[EXERCISE DIRECTIONS]:
Return the listing below verbatim, all of it, omitting the pictures.

[INFORMATION SUPPLIED]:

:::

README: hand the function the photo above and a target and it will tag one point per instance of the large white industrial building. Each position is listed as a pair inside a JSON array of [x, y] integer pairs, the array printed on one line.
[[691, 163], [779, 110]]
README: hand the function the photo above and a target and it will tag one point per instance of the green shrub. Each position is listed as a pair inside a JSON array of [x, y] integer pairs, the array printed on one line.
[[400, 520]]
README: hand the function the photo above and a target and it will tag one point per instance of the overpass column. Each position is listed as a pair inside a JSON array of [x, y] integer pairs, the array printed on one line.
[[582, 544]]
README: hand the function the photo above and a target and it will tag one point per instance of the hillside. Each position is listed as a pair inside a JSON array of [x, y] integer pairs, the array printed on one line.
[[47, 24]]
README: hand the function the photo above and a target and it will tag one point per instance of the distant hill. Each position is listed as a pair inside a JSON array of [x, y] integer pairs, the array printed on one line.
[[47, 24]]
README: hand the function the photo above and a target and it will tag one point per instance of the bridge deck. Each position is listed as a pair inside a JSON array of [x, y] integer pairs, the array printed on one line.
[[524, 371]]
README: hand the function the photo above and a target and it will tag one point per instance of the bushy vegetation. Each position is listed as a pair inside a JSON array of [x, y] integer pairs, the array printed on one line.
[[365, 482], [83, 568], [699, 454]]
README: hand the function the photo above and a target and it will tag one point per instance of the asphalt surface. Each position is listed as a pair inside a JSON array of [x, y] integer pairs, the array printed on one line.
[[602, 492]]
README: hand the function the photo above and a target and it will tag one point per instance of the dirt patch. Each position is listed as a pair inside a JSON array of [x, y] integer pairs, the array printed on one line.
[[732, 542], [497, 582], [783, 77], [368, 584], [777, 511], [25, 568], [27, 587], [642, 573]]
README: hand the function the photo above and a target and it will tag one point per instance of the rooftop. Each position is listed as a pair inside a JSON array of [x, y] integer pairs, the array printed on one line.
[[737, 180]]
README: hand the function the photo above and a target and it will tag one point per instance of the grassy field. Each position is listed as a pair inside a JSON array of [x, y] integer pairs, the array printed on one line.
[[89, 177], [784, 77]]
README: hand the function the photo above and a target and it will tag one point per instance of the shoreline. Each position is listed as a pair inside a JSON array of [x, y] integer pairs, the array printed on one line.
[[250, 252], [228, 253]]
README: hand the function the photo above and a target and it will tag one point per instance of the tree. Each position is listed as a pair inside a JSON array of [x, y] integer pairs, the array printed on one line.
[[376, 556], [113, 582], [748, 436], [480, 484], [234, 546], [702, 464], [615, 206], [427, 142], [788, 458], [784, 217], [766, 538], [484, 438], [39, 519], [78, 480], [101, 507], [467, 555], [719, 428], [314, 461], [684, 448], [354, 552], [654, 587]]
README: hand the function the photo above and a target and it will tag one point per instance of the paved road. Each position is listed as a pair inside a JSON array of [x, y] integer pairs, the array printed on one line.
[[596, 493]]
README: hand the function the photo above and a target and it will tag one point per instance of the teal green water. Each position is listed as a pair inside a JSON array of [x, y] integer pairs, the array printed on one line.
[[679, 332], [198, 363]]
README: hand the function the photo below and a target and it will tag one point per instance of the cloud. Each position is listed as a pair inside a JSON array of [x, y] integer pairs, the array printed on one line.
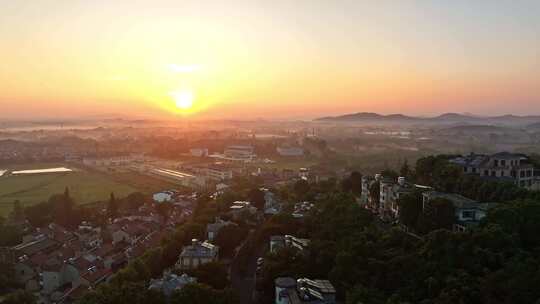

:::

[CORRECT ANSWER]:
README: hand the function the photo above and a target and it will tag one point per instance of the large white industrial building. Each position is listed as a pair inside a JSON array of [x, y] integer pairs, the array printed on one line.
[[691, 163], [779, 110]]
README: hand the function the photo above and a target and it will tag one point per instance of the green shrub. Each position is listed as a pair inside a JSON array of [x, y] integer pairs, the array printed on one line.
[[400, 520]]
README: hand the function the photo above and a target and it will tag one point per instance of the overpass column. Each position is listed as a pair inside a JSON array of [x, y] integer pairs, the array printed on one line.
[[582, 544]]
README: hand the function the photo above and a target and it will tag one point per instance of the hillside. Each position is listed as a pair inside a JSON array of [x, y] integer pairs, the array printed on one line.
[[47, 24]]
README: hand the function the photo above and a target and it will tag one point per instance of the distant hill. Each position is listed as a pair inside a JSON array of [x, y] integer pairs, the array printed on one line.
[[47, 24]]
README: hand the function the photo above and a target and it will tag one point per instance of the bridge deck. Each position is listed as a pair inside a JSON array of [x, y] integer pairs, the array printed on one line.
[[524, 371]]
README: hand the function the photo above and a target and it will tag one point per instance of the bushy vegetation. Each position is listed as a pair inside a JSON array of [x, y] integer pairs, the array printed on one line.
[[365, 482], [83, 568], [699, 454]]
README: hand the function the photo above and a target and it will tag one point per instance of the asphalt surface. Each position is listed as a pair inside a JSON array of [x, y] integer pairs, the array printed on one line.
[[602, 492]]
README: hand the function the photo above and a target and it will tag one point per instance of the dirt patch. Each position is listed as a pair inside a JSON array of [x, y] integer pairs, the array printed on one line.
[[732, 542], [497, 582], [783, 77], [368, 584], [777, 511], [25, 568], [27, 587], [642, 573]]
README: hand the function the photo above and a target and it will tag one point per instance of the rooftop. Each position is listed as a pair inside a JSON array of [x, y] integer pairs, the array printed on one line.
[[737, 180]]
README: hand the function the photo above and a target and it will tag one point per instance of the grassy field. Each position is listed as a pair inside a JSON array of [x, y] integer pairs, the array printed on one line.
[[89, 177], [784, 77]]
README: hand the function the photo above and a target and it will tag one point per instance of the shoreline. Each position is listed as a pair inside a JSON array of [x, y] integer pairs, the array printed on one line.
[[250, 252], [228, 253]]
README: hand the function the photo above and a target and it will tag one point per instance of the tree. Each position is listed as a pair inside a JSON array of [x, y] integer pairs, the array printed on one line.
[[376, 556], [113, 582], [748, 436], [480, 484], [234, 546], [702, 464], [615, 206], [427, 142], [788, 458], [784, 217], [766, 538], [484, 438], [39, 519], [78, 480], [101, 507], [467, 555], [719, 428], [314, 461], [684, 448], [354, 552], [654, 587]]
README: hand the function the photo above and a target and it will tag one point per instance of the paved road. Each position is listed as a pair inside a JSON array of [x, y] integer pairs, the array printed on one line.
[[596, 493]]
README: hand the function the photo above and a target and it will tag one point per instance of the teal green water. Each position is listed as a pair inside a JSON array of [x, y] integer pairs, the array printed on one line.
[[679, 332], [198, 363]]
README: hand the function the photo below and a target and it will tag one point per instance of the cloud. Each position is listed as a pair inside a JSON array of [x, y] integer pairs, the array printed on one line.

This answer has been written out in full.